▸ ACTIVITY: Drop the images, then output the listing exactly.

▸ INFORMATION SUPPLIED:
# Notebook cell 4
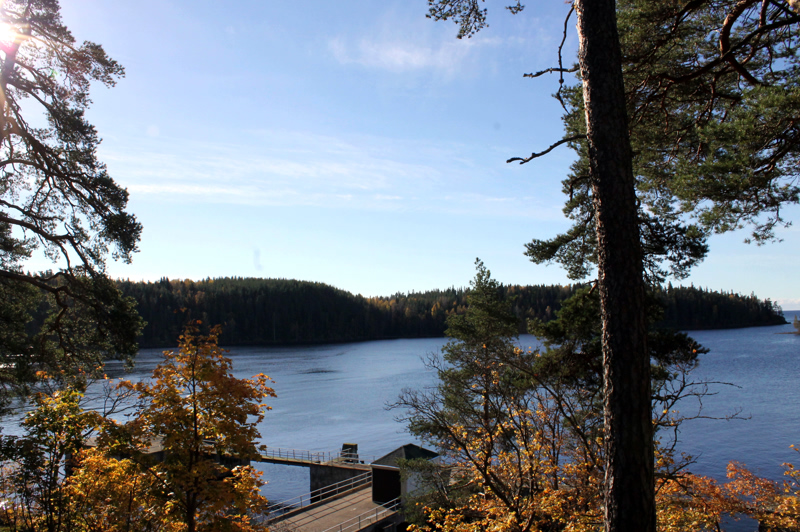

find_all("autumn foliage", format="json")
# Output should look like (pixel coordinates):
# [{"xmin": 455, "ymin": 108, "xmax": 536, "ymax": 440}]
[
  {"xmin": 117, "ymin": 323, "xmax": 275, "ymax": 531},
  {"xmin": 398, "ymin": 262, "xmax": 800, "ymax": 532},
  {"xmin": 0, "ymin": 323, "xmax": 275, "ymax": 532}
]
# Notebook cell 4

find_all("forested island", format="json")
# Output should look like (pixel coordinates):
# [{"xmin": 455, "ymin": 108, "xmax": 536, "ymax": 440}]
[{"xmin": 117, "ymin": 278, "xmax": 787, "ymax": 348}]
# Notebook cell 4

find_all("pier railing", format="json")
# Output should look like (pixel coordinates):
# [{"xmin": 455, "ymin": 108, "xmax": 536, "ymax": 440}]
[
  {"xmin": 319, "ymin": 497, "xmax": 401, "ymax": 532},
  {"xmin": 260, "ymin": 447, "xmax": 330, "ymax": 463},
  {"xmin": 259, "ymin": 446, "xmax": 376, "ymax": 464},
  {"xmin": 265, "ymin": 470, "xmax": 373, "ymax": 520}
]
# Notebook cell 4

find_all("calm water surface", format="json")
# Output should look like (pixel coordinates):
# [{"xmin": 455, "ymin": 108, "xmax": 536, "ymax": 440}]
[
  {"xmin": 69, "ymin": 311, "xmax": 800, "ymax": 528},
  {"xmin": 102, "ymin": 337, "xmax": 454, "ymax": 502},
  {"xmin": 677, "ymin": 311, "xmax": 800, "ymax": 481}
]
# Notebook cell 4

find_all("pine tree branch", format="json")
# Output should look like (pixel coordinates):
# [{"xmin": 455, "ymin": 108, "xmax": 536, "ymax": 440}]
[
  {"xmin": 507, "ymin": 135, "xmax": 585, "ymax": 165},
  {"xmin": 523, "ymin": 5, "xmax": 577, "ymax": 113}
]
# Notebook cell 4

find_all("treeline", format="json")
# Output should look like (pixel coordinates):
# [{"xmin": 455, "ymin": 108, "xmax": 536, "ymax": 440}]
[
  {"xmin": 656, "ymin": 284, "xmax": 787, "ymax": 330},
  {"xmin": 116, "ymin": 278, "xmax": 787, "ymax": 348}
]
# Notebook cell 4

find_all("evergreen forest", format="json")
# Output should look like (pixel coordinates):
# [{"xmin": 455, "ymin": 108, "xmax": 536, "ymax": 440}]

▸ ANSWER:
# Notebook cell 4

find_all("autumn foliage", format="json")
# Output should look like (pixel coordinates):
# [{"xmin": 455, "ymin": 108, "xmax": 536, "ymax": 440}]
[
  {"xmin": 117, "ymin": 323, "xmax": 275, "ymax": 531},
  {"xmin": 398, "ymin": 262, "xmax": 800, "ymax": 532},
  {"xmin": 0, "ymin": 323, "xmax": 275, "ymax": 532}
]
# Notebook cell 4

find_all("forested island", format="json")
# Output should look like (pixel coordinates):
# [{"xmin": 455, "ymin": 108, "xmax": 536, "ymax": 440}]
[{"xmin": 117, "ymin": 278, "xmax": 787, "ymax": 348}]
# Notebook cell 4

find_all("pier railing", format="json")
# Output should look like (pixel coordinates):
# [{"xmin": 455, "ymin": 108, "xmax": 536, "ymax": 440}]
[
  {"xmin": 319, "ymin": 497, "xmax": 401, "ymax": 532},
  {"xmin": 260, "ymin": 447, "xmax": 330, "ymax": 463},
  {"xmin": 259, "ymin": 446, "xmax": 376, "ymax": 464},
  {"xmin": 265, "ymin": 470, "xmax": 373, "ymax": 520}
]
# Notebook cell 4

find_all("calm water surface", format="json")
# Output should look like (pixel coordinates):
# [{"xmin": 455, "ymin": 108, "xmax": 536, "ymax": 440}]
[
  {"xmin": 69, "ymin": 311, "xmax": 800, "ymax": 528},
  {"xmin": 102, "ymin": 337, "xmax": 454, "ymax": 502},
  {"xmin": 677, "ymin": 311, "xmax": 800, "ymax": 481}
]
# Notebook cell 4

find_all("pine tree branch", format="json")
# Output should look like (pixel coordinates):
# [{"xmin": 455, "ymin": 108, "xmax": 536, "ymax": 440}]
[
  {"xmin": 507, "ymin": 135, "xmax": 585, "ymax": 165},
  {"xmin": 523, "ymin": 5, "xmax": 577, "ymax": 113}
]
# Notebook cell 4

find_all("treeline", format="json")
# Output should look like (pixel coordinates):
# [{"xmin": 455, "ymin": 108, "xmax": 536, "ymax": 440}]
[
  {"xmin": 656, "ymin": 284, "xmax": 787, "ymax": 330},
  {"xmin": 116, "ymin": 278, "xmax": 787, "ymax": 348}
]
# Notebook cell 4

find_all("evergreen forest", format="json")
# Output should look like (pixel coordinates):
# [{"xmin": 455, "ymin": 108, "xmax": 536, "ymax": 440}]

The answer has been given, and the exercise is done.